PROBLEM STATEMENT
Render the material below as a numbered list, one line per entry, omitting blank lines and excluding the pictures.

GIVEN RECORDS
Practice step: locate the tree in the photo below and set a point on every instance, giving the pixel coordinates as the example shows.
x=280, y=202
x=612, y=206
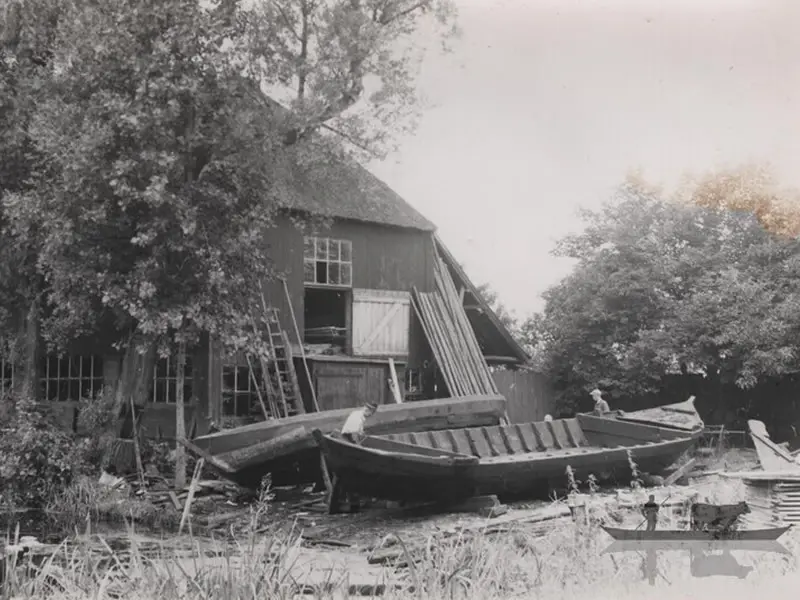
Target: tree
x=506, y=317
x=664, y=284
x=347, y=66
x=158, y=160
x=26, y=51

ANSWER FOR THE TASK
1. Practice step: locate the tree in the photo below and set a point on every instance, giving the pixel coordinates as the example shows.
2. x=280, y=202
3. x=612, y=206
4. Target: tree
5. x=506, y=317
6. x=664, y=284
7. x=347, y=66
8. x=158, y=160
9. x=26, y=51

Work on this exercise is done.